TASK PROMPT
What do the lines from the one containing "Exercise. Locate the shadowed" through the end of the entries say? Quote them exactly, and only them.

---------- MATERIALS PROVIDED

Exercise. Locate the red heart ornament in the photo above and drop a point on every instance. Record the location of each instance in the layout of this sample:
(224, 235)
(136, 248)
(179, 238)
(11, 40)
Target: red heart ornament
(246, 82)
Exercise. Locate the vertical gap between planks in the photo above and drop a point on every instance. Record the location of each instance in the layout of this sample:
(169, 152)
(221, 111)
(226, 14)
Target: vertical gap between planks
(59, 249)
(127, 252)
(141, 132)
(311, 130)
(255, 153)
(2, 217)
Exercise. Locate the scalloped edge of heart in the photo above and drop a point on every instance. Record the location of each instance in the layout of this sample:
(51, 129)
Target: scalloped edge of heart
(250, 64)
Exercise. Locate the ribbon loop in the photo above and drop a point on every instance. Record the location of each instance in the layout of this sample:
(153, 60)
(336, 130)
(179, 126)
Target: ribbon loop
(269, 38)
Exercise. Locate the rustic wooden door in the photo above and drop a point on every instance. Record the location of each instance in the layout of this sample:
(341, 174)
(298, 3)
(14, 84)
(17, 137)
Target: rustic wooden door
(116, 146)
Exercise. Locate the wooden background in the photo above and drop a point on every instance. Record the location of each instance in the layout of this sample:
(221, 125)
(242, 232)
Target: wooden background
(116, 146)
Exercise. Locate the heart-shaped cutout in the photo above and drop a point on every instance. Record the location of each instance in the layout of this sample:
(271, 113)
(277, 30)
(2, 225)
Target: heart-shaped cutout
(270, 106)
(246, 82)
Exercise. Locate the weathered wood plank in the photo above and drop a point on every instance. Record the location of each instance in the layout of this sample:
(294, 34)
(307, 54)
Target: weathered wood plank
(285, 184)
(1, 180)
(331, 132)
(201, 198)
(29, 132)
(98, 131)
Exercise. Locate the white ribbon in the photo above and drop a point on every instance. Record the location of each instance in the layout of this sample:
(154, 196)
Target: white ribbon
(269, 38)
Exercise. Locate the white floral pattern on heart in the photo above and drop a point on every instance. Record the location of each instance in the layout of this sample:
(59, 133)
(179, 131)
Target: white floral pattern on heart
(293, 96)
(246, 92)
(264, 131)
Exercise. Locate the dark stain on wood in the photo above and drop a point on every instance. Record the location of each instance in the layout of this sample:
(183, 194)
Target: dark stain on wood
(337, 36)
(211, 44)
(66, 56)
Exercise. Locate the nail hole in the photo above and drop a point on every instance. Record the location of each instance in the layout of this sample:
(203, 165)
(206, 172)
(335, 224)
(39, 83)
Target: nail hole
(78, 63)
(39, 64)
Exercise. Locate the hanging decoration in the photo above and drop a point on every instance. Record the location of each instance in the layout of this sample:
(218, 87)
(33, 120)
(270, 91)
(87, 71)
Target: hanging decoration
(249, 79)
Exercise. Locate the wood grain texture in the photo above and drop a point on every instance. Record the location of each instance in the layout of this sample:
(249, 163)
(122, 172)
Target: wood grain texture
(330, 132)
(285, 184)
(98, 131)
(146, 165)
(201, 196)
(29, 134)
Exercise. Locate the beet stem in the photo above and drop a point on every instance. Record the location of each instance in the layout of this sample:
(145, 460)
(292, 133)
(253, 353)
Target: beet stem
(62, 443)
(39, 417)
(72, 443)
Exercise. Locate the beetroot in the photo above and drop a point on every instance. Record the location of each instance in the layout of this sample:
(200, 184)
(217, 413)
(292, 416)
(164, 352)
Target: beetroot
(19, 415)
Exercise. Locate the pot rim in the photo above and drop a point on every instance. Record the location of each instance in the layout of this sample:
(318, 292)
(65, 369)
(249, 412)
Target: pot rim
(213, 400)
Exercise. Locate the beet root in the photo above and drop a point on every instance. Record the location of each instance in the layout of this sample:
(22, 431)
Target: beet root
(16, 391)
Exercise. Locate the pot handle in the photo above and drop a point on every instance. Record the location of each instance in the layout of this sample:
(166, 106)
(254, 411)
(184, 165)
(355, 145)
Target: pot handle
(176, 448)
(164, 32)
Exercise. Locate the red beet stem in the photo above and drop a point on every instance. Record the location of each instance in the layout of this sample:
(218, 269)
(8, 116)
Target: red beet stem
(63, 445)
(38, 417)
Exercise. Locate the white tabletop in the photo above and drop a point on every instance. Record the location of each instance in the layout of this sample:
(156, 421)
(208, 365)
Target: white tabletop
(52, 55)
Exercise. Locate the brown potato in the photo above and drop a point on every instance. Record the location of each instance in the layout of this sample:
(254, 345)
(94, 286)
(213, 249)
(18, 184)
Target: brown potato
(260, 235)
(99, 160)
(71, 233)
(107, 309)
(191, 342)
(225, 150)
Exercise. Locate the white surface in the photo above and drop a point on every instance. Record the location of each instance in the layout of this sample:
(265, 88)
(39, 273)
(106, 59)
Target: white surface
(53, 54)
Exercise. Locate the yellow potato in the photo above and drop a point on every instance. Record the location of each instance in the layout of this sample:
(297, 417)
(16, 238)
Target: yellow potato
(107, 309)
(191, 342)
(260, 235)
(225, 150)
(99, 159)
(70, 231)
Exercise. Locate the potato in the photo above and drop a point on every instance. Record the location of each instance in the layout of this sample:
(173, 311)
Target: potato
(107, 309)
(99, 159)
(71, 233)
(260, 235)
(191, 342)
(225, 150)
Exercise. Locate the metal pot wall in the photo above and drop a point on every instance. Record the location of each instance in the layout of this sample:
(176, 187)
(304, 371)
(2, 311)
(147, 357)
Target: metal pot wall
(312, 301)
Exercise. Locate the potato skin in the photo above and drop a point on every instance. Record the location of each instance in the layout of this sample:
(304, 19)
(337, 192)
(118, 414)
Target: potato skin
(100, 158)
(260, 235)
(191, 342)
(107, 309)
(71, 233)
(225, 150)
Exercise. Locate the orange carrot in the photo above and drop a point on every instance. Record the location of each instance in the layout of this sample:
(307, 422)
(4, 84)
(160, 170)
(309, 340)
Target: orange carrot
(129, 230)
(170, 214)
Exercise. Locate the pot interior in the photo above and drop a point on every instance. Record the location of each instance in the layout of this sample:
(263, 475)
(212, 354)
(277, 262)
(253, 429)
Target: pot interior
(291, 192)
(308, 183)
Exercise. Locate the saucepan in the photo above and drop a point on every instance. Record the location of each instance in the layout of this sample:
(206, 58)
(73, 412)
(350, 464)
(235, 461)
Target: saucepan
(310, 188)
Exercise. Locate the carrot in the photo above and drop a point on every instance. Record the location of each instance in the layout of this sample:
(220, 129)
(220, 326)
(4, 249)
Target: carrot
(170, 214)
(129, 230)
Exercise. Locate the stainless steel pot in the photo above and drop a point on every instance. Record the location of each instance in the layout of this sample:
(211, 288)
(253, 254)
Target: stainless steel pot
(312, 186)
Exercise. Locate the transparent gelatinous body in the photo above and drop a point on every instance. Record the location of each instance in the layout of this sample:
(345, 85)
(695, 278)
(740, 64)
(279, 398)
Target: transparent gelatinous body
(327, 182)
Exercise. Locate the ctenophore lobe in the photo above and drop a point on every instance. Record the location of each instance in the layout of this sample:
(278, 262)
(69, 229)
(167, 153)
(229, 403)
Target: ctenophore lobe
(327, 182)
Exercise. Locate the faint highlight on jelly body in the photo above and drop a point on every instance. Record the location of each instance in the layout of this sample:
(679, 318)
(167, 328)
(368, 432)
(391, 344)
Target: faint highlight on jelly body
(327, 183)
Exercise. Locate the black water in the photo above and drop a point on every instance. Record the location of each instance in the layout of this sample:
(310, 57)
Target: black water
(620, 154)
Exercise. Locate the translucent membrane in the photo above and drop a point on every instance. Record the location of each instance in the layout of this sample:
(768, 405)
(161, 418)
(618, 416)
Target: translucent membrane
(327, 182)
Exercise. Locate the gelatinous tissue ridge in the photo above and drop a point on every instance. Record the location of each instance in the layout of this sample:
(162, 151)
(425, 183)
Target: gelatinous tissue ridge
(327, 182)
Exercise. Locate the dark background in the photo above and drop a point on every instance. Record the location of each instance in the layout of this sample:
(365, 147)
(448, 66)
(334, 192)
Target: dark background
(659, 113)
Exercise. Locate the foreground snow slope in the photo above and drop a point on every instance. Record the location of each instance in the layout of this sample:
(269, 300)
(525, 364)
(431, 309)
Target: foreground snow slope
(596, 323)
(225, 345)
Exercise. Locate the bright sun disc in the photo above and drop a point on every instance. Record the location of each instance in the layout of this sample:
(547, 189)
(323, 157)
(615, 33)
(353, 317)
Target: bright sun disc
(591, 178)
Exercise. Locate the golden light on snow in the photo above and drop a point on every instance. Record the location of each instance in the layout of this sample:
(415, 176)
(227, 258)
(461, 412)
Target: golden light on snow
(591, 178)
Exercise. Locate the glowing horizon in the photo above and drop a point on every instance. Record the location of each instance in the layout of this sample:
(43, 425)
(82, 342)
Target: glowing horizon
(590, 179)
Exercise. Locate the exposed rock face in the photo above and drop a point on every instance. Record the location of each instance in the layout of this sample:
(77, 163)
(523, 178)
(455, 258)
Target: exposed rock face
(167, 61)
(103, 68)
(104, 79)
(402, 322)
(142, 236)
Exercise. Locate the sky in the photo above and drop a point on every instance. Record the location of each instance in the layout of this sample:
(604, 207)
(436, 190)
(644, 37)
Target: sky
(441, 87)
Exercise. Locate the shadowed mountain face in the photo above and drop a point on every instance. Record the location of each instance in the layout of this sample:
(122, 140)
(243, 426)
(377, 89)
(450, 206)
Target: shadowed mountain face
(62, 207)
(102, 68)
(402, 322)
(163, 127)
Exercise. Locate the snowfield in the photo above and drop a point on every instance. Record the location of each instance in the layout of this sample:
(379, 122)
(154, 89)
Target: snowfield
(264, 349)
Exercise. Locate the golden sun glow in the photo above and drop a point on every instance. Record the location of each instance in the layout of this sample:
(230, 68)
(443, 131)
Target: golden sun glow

--------------------

REPLY TO THE TASK
Exercise. Locate the shadowed mountain face in the photo above and drop a point on every instance. Record the location of each instance in the layout of this sample:
(122, 140)
(243, 426)
(377, 89)
(450, 206)
Target: shadowed mountain face
(62, 207)
(102, 68)
(402, 322)
(163, 127)
Exercise. Locate the snowfield in the photo above and drop a point on every instance. Record the location of each instance in the layout of this sample:
(379, 122)
(154, 89)
Target: snowfield
(264, 349)
Exercise. Locate the golden sun glow in the photo above and drop a point on every instance. Record the location of each instance in the layout of this sample:
(230, 68)
(443, 131)
Target: golden sun glow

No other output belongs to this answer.